** What the exercise asks **
The text below about the Campaign for Nature names the means by which 30% of the planet is to be conserved by 2030. List each of them.

** Source text **

BEGIN

Mongabay Features

Interview with Brian O’Donnell

In 2018, philanthropist Hansjörg Wyss put $1 billion toward initiatives to help a range of stakeholders conserve 30% of the planet in its natural state by 2030 via protected areas, other effective conservation measures (OECMs), and Indigenous- and community-led conservation. One of the products of that commitment is the Campaign for Nature, an advocacy, communications, and alliance-building effort to turn that 30×30 target into a reality.

Blackwater oxbow lake, rainforest, and a whitewater river in the Amazon. Photo by Rhett A. Butler.
Blackwater oxbow lake, rainforest, and a whitewater river in the Amazon rainforest. Photo by Rhett A. Butler.

The Director of Campaign for Nature is Brian O’Donnell, who previously headed the Conservation Lands Foundation and worked as the Public Lands Director of Trout Unlimited. O’Donnell told Mongabay that in the three years since its launch, more than 70 countries have endorsed the “30×30” goal, ranging from G7 nations to Costa Rica. Those endorsements have been supported by the development of sub-initiatives and alliances, including the High Ambition Coalition for Nature and People and Global Oceans Alliance.

END

** Raw records **
BEGIN

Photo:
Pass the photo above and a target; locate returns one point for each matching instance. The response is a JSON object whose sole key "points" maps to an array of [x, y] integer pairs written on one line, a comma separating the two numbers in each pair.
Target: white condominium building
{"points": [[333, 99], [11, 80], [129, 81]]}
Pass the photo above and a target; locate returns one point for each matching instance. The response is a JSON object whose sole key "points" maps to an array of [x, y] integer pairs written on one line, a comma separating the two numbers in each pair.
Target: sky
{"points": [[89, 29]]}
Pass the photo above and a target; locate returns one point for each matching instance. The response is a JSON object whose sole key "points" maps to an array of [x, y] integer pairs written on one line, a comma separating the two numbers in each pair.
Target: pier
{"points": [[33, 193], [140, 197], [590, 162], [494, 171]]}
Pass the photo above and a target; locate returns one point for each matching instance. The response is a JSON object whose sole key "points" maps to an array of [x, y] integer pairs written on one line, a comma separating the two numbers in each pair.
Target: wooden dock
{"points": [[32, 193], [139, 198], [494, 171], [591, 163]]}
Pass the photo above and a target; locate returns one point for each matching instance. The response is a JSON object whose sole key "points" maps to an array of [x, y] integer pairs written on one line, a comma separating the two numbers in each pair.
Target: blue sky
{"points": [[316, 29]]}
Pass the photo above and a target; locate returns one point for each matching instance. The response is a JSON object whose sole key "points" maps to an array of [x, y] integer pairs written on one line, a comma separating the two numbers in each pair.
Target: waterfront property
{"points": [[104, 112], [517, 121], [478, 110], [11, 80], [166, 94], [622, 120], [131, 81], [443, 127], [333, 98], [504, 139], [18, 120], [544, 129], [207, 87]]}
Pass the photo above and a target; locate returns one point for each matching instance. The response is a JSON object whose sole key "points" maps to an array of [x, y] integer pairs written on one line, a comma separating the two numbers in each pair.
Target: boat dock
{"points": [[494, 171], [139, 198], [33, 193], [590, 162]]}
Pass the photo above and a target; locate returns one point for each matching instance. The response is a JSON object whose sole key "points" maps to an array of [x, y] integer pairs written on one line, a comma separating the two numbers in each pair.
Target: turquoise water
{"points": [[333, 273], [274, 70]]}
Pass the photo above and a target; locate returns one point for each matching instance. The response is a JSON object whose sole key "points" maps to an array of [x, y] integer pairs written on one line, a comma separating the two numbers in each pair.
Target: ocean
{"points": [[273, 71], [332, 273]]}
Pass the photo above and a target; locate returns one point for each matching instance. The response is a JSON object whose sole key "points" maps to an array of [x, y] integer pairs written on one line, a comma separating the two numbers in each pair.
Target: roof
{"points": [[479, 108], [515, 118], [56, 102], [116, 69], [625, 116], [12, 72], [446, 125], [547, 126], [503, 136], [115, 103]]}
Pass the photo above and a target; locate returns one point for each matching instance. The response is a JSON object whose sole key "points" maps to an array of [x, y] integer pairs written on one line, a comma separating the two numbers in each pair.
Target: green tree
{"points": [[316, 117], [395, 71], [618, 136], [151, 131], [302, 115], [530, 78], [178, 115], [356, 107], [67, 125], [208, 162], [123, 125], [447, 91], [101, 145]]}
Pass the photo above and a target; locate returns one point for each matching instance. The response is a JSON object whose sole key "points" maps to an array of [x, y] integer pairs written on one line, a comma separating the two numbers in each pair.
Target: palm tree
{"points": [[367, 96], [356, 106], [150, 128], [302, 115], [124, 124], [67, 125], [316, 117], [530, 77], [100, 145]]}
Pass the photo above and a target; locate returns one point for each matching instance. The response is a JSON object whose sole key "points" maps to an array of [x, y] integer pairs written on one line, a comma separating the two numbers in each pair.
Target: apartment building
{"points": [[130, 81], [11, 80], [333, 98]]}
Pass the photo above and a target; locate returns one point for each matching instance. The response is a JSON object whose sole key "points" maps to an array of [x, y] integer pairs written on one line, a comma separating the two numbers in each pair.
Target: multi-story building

END

** Answer to the exercise **
- Protected areas
- Other effective conservation measures (OECMs)
- Indigenous- and community-led conservation